─── SOURCE MATERIAL ───
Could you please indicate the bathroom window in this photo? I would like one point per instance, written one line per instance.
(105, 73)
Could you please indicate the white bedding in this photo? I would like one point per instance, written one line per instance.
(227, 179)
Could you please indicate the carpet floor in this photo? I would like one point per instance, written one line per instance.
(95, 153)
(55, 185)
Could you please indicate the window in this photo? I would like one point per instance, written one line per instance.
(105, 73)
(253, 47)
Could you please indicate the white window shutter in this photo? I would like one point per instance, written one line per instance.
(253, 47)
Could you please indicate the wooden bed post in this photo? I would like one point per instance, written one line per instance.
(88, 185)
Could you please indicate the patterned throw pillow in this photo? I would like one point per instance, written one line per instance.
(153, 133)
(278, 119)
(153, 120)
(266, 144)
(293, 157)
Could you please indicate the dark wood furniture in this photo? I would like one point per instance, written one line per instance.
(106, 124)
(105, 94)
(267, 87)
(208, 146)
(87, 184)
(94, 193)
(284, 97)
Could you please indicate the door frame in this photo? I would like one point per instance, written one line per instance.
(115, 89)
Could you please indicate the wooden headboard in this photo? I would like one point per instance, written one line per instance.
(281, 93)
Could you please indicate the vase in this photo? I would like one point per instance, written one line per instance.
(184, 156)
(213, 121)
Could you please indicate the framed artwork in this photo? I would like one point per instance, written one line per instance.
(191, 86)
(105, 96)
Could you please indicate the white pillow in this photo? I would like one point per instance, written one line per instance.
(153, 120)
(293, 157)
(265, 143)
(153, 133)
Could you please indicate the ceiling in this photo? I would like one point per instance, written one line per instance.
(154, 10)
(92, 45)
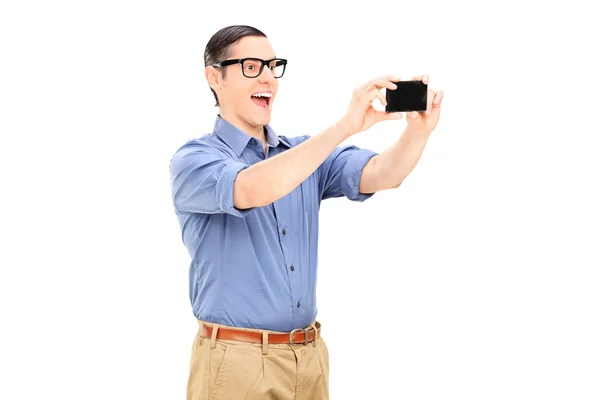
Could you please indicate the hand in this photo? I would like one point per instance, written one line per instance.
(360, 114)
(425, 121)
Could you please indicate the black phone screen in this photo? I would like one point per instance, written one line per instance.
(408, 96)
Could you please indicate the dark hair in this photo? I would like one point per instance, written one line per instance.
(219, 46)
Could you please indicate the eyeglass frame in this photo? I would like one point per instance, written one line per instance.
(241, 61)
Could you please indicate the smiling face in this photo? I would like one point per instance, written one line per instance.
(246, 102)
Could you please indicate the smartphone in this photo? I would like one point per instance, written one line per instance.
(408, 96)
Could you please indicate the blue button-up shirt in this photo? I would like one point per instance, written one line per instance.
(254, 268)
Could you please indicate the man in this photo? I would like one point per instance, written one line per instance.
(247, 200)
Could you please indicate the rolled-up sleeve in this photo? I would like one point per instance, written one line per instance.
(341, 172)
(202, 181)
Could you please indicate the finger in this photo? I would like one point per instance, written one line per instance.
(422, 78)
(382, 98)
(430, 97)
(437, 101)
(386, 81)
(386, 116)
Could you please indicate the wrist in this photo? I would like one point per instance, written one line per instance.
(344, 128)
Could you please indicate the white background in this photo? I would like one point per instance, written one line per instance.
(477, 279)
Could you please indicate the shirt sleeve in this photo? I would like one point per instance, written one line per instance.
(340, 173)
(202, 181)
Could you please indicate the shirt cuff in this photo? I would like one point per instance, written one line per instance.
(224, 188)
(352, 173)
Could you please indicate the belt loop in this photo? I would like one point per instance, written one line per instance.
(265, 342)
(200, 332)
(314, 326)
(213, 337)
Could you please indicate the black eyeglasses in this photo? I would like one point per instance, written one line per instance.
(253, 67)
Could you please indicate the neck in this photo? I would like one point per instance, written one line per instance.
(258, 132)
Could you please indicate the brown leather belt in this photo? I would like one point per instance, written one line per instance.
(297, 336)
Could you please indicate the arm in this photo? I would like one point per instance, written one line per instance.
(389, 169)
(275, 177)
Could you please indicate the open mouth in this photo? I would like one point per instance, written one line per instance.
(262, 100)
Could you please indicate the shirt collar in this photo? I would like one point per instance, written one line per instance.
(237, 140)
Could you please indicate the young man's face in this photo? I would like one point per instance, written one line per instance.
(244, 101)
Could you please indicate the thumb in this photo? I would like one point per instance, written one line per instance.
(388, 116)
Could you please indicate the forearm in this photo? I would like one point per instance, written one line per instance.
(388, 169)
(275, 177)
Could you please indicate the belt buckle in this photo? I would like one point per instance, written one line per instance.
(293, 332)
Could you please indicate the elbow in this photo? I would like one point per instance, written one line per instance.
(246, 195)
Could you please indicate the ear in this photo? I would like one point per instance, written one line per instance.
(213, 77)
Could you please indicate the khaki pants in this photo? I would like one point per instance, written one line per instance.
(232, 370)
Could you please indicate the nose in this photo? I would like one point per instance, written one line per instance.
(266, 76)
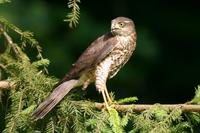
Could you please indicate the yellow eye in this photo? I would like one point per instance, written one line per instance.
(121, 24)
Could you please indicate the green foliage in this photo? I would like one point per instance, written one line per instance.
(4, 1)
(74, 114)
(196, 98)
(74, 15)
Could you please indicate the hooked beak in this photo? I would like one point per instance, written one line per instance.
(114, 28)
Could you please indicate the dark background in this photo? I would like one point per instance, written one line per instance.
(165, 67)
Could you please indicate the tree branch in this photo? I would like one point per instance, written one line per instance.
(143, 107)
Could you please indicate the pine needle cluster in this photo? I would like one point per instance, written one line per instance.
(31, 84)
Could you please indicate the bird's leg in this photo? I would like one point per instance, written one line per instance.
(105, 99)
(108, 96)
(101, 73)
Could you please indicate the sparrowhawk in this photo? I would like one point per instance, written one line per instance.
(99, 62)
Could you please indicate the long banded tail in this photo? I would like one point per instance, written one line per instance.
(55, 97)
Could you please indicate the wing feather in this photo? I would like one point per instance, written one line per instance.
(94, 54)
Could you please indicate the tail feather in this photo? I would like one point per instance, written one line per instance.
(55, 97)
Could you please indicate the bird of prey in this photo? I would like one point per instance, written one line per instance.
(98, 63)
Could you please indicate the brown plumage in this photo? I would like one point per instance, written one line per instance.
(99, 62)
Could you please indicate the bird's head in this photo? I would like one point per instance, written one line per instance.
(122, 26)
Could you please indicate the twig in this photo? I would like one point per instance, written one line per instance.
(143, 107)
(6, 84)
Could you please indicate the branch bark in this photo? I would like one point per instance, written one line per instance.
(143, 107)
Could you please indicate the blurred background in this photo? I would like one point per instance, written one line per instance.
(165, 67)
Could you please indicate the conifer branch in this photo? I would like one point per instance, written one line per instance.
(143, 107)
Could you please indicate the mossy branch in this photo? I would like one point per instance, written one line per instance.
(143, 107)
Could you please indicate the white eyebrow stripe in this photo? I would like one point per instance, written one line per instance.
(126, 21)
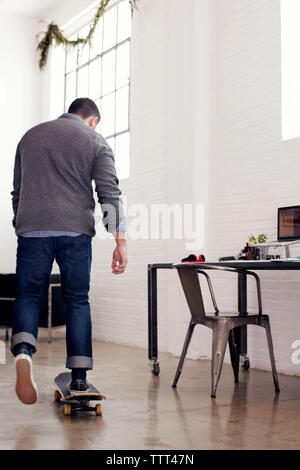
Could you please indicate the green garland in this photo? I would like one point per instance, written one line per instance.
(55, 34)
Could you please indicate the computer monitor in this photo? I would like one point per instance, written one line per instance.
(288, 223)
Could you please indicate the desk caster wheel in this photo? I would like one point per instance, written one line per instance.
(67, 410)
(99, 410)
(155, 368)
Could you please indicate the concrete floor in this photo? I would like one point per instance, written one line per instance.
(144, 412)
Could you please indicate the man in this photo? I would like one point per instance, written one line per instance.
(56, 163)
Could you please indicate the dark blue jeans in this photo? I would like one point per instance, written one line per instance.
(35, 258)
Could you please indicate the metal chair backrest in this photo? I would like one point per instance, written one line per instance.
(191, 286)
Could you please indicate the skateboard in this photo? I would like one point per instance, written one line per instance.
(76, 401)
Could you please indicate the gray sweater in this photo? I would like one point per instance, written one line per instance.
(55, 165)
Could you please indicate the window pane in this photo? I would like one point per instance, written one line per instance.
(123, 65)
(83, 50)
(96, 47)
(111, 142)
(70, 89)
(124, 21)
(71, 56)
(95, 79)
(110, 29)
(122, 101)
(109, 72)
(83, 82)
(108, 114)
(122, 155)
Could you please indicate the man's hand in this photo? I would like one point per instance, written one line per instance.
(119, 261)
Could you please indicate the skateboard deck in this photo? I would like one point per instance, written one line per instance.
(77, 401)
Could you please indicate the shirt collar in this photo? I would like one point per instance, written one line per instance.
(71, 115)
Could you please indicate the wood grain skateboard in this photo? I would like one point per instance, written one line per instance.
(77, 401)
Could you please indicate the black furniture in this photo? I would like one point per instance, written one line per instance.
(242, 266)
(53, 313)
(224, 326)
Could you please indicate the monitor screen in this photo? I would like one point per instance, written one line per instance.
(288, 223)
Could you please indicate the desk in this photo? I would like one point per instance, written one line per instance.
(272, 265)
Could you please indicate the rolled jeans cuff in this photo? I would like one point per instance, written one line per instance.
(23, 337)
(79, 362)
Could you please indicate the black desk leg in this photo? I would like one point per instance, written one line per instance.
(152, 319)
(242, 307)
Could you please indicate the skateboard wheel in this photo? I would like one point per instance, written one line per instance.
(67, 410)
(99, 410)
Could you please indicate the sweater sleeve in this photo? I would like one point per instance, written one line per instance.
(108, 191)
(16, 185)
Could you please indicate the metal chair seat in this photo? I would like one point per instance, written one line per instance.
(224, 326)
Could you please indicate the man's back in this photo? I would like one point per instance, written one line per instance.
(55, 164)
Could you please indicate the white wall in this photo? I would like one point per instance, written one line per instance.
(19, 101)
(252, 171)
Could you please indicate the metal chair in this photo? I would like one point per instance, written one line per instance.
(224, 327)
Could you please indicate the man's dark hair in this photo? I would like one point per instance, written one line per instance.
(85, 107)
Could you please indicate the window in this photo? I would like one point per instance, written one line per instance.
(290, 68)
(102, 72)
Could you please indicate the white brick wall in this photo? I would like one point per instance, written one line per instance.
(252, 172)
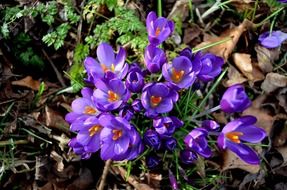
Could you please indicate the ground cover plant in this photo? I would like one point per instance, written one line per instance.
(143, 95)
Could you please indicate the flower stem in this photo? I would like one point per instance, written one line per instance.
(207, 112)
(159, 8)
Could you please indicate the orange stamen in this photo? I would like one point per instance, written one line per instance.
(234, 136)
(117, 134)
(155, 100)
(112, 96)
(95, 129)
(177, 75)
(90, 110)
(157, 31)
───
*GIVEN PROBLEM:* Rewrite the stretch of the data from the line containing "Could you please indicate the ground" through the end, changing "orange stamen" to "yellow stamen" and leaving everything else unchanged.

*OUTPUT FOR THIS TASK:*
Could you please indicate the ground cover plant in this photo? I would like one point per instance, written one line per instance.
(143, 95)
Could you please indicate the flower stem in this photo? I would like one point per instance, written one line per instance.
(207, 112)
(159, 8)
Could you please indicate the yellow stamen in this photo? I would like one point per instance, written one line per instance.
(234, 136)
(117, 134)
(155, 100)
(112, 96)
(95, 129)
(177, 75)
(90, 110)
(157, 31)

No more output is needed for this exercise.